**Raw records**
┌──

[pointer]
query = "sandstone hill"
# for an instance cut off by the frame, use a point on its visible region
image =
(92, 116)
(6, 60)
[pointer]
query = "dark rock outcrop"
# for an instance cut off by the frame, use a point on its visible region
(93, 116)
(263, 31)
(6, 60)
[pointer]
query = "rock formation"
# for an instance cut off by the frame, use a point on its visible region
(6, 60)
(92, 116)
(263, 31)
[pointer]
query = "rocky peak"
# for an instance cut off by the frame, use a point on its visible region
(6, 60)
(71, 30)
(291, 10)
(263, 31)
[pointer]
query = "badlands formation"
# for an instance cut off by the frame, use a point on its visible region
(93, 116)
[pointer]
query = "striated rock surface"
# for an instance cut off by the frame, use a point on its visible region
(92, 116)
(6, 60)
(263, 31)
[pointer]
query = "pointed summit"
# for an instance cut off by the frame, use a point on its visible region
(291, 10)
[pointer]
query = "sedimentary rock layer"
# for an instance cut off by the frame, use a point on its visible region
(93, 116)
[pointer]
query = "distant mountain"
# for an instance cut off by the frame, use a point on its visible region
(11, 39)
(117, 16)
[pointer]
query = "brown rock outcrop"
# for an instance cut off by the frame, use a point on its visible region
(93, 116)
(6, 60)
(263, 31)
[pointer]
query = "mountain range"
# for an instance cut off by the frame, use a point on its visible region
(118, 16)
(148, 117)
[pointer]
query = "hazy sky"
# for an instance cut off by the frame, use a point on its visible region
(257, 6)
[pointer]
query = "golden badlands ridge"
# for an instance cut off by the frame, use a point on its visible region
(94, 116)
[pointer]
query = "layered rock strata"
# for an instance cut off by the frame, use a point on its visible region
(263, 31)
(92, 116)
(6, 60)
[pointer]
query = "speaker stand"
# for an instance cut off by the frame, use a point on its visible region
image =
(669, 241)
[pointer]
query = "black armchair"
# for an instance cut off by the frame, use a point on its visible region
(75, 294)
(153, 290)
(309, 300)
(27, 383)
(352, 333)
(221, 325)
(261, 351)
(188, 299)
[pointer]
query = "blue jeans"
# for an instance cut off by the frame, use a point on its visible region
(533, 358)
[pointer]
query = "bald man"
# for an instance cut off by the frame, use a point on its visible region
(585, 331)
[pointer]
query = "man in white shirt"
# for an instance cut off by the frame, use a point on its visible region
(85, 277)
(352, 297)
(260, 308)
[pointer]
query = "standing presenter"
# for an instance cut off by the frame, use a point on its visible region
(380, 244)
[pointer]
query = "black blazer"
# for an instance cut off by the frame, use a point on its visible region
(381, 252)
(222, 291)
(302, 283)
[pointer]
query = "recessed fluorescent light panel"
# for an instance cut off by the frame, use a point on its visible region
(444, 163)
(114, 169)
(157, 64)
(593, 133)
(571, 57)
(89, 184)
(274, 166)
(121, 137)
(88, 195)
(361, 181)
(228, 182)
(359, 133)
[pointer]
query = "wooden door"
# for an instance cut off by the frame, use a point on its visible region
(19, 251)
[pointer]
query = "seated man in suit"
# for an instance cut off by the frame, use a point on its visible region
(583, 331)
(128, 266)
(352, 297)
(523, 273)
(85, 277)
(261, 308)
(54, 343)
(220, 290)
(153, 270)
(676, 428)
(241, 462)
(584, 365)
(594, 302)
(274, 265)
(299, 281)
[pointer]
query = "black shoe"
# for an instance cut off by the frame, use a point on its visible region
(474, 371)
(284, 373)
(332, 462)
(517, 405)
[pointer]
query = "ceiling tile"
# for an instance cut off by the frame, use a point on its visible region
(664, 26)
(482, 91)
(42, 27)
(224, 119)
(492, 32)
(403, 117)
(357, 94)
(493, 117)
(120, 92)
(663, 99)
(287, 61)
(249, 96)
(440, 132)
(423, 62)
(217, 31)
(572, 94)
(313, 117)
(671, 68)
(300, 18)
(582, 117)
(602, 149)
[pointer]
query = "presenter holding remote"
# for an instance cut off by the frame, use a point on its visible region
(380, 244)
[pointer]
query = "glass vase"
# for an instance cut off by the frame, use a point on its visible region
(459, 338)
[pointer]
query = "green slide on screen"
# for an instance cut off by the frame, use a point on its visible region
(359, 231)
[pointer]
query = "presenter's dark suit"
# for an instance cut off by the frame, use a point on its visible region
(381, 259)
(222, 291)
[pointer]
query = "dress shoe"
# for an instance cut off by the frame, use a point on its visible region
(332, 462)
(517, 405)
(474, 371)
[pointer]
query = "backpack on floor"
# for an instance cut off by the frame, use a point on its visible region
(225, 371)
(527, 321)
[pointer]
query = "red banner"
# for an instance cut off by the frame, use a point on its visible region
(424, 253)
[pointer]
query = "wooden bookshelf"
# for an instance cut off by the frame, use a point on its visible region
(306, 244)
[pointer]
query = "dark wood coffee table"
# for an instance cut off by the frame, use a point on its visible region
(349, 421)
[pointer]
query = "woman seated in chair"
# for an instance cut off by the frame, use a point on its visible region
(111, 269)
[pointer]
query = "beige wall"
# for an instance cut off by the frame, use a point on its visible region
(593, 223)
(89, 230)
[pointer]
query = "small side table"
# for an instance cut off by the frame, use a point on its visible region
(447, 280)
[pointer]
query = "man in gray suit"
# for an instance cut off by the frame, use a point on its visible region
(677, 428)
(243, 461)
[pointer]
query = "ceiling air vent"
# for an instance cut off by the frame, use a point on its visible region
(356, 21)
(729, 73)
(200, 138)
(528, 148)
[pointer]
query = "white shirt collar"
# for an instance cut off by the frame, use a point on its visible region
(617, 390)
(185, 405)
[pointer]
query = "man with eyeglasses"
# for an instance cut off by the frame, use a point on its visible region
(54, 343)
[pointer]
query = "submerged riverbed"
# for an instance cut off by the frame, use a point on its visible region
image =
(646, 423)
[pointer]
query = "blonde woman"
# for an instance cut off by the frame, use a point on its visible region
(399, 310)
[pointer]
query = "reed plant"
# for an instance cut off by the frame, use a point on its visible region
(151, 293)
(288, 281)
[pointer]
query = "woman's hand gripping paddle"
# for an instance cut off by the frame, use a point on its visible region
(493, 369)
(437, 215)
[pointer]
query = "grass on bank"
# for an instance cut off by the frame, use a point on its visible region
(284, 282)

└──

**Written request**
Output the entries exactly.

**Exercise result**
[pointer]
query = "sandstone hill"
# for an instance cut off by the frame, use a point on its visible region
image =
(92, 116)
(6, 60)
[pointer]
query = "dark rock outcrop"
# for an instance cut off by the frame, use a point on its visible region
(93, 116)
(263, 31)
(6, 60)
[pointer]
query = "rock formation"
# for an instance cut off by the frame, use a point on its visible region
(6, 60)
(92, 116)
(263, 31)
[pointer]
query = "rocky peak"
# for an instance cut off by the frame, use a point on its visible region
(6, 60)
(71, 30)
(291, 10)
(263, 31)
[pointer]
query = "badlands formation"
# for an instance cut off by the frame, use a point on its visible region
(93, 116)
[pointer]
query = "striated rock surface"
# for an instance cut off by the frame, use a point on its visible region
(92, 116)
(6, 60)
(263, 31)
[pointer]
query = "pointed summit"
# for an instance cut off by the frame, use a point on its visible region
(291, 10)
[pointer]
query = "sedimentary rock layer"
# for an instance cut off by the frame, use a point on its visible region
(93, 116)
[pointer]
query = "distant mountain"
# for an instance cut off by the frame, use a point on its visible region
(11, 39)
(117, 16)
[pointer]
query = "brown rock outcrop"
# for an instance cut off by the frame, use a point on its visible region
(93, 116)
(6, 60)
(263, 31)
[pointer]
query = "mountain range"
# for an instance cut off by the frame, use a point on its visible region
(118, 16)
(148, 117)
[pointer]
query = "hazy sky"
# for an instance cut off by the frame, use a point on its visible region
(257, 6)
[pointer]
query = "golden badlands ridge"
# for an instance cut off by the frame, use a point on its visible region
(94, 116)
[pointer]
query = "layered rock strata"
# for an instance cut off by the frame, use a point on its visible region
(263, 31)
(92, 116)
(6, 60)
[pointer]
query = "speaker stand"
# for an instance cut off by the frame, use a point on its visible region
image =
(669, 241)
[pointer]
query = "black armchair"
# for an instance cut off by the frame, use a point on its visible region
(75, 294)
(153, 290)
(309, 300)
(27, 383)
(352, 333)
(221, 325)
(261, 351)
(188, 299)
[pointer]
query = "blue jeans"
# for an instance cut off by the frame, use a point on its visible region
(533, 358)
[pointer]
query = "bald man"
# for an instance cut off by the frame, use a point on its visible region
(585, 331)
[pointer]
query = "man in white shirt"
# for an instance cut off by the frame, use a point on its visible region
(85, 277)
(352, 297)
(260, 308)
[pointer]
query = "standing presenter"
# for an instance cut off by the frame, use a point on its visible region
(380, 244)
[pointer]
query = "black blazer"
# for an instance cut off by the frame, use a point on its visible region
(381, 252)
(222, 291)
(302, 283)
[pointer]
query = "recessed fluorescent light panel"
# for an instance cut off by the frame, use a point on its visible region
(444, 163)
(114, 169)
(157, 64)
(593, 133)
(571, 57)
(89, 184)
(274, 166)
(121, 137)
(88, 195)
(361, 181)
(228, 182)
(359, 133)
[pointer]
query = "wooden door"
# for an instance cut off by the frame, use a point on its visible region
(19, 251)
[pointer]
query = "seated man in suit"
# for an instance cut off by the frame, use a point on its visible region
(583, 331)
(128, 266)
(352, 297)
(523, 273)
(85, 277)
(261, 308)
(54, 343)
(220, 290)
(153, 270)
(676, 428)
(241, 462)
(584, 365)
(594, 302)
(274, 265)
(299, 281)
[pointer]
query = "black shoe"
# for an instance cut off by the frame, use a point on its visible region
(474, 371)
(284, 373)
(332, 462)
(517, 405)
[pointer]
query = "ceiling tile"
# for an instance cut off by the frame, use a point on its visible region
(664, 26)
(482, 91)
(42, 27)
(224, 119)
(492, 32)
(403, 117)
(357, 94)
(493, 117)
(120, 92)
(663, 99)
(287, 61)
(249, 96)
(440, 132)
(423, 62)
(217, 31)
(572, 94)
(313, 117)
(671, 68)
(300, 18)
(582, 117)
(602, 149)
[pointer]
query = "presenter holding remote"
# for an instance cut off by the frame, use a point on its visible region
(380, 244)
[pointer]
query = "glass vase"
# for an instance cut off by the frame, use a point on its visible region
(459, 338)
[pointer]
query = "green slide on screen"
# for an instance cut off by the frame, use a point on its visible region
(359, 231)
[pointer]
query = "presenter's dark suit"
# for an instance cut off by the frame, use a point on its visible region
(381, 259)
(222, 291)
[pointer]
query = "dress shoe"
# for an instance cut off by the frame, use a point on its visible region
(332, 462)
(517, 405)
(474, 371)
[pointer]
query = "backpack on floor"
# for an instance cut off by the frame, use a point on its visible region
(225, 371)
(527, 321)
[pointer]
query = "red banner"
# for an instance cut off by the frame, use a point on its visible region
(424, 253)
[pointer]
query = "wooden bookshelf"
# for an instance cut off by the frame, use a point on its visible region
(306, 244)
[pointer]
query = "dark wood coffee table"
# for an instance cut off by the frame, use a point on its visible region
(349, 421)
[pointer]
query = "woman seated in chair"
# for an instance cut off by the frame, use a point on its visible region
(111, 269)
[pointer]
query = "beige wall"
# for an instance cut off by the frame, use a point on its visible region
(593, 223)
(89, 230)
[pointer]
query = "small side table"
# for an instance cut off by the frame, use a point on its visible region
(447, 280)
[pointer]
query = "man in gray suit"
# for an instance cut off by the frame, use a point on its visible region
(677, 428)
(243, 461)
[pointer]
query = "ceiling air vent"
# for an instance cut off by the frame, use a point on its visible region
(356, 21)
(729, 73)
(200, 138)
(528, 148)
[pointer]
query = "white shirt collar"
# for an instance cut off by the frame, use a point on its visible region
(617, 390)
(185, 405)
[pointer]
query = "man with eyeglasses"
# for an instance cut off by the frame, use a point on its visible region
(54, 343)
[pointer]
query = "submerged riverbed"
# for an instance cut off by the frame, use a point on its visible region
image =
(646, 423)
[pointer]
query = "blonde woman"
# for an instance cut off by the frame, use a point on its visible region
(399, 310)
[pointer]
query = "reed plant"
# for an instance cut off by the frame, use a point on its visible region
(151, 293)
(288, 281)
[pointer]
query = "woman's hand gripping paddle"
# for an instance cut off by the frame, use a point on its visible region
(493, 369)
(437, 215)
[pointer]
query = "grass on bank"
# for an instance cut off by the frame, use a point on its visible region
(284, 282)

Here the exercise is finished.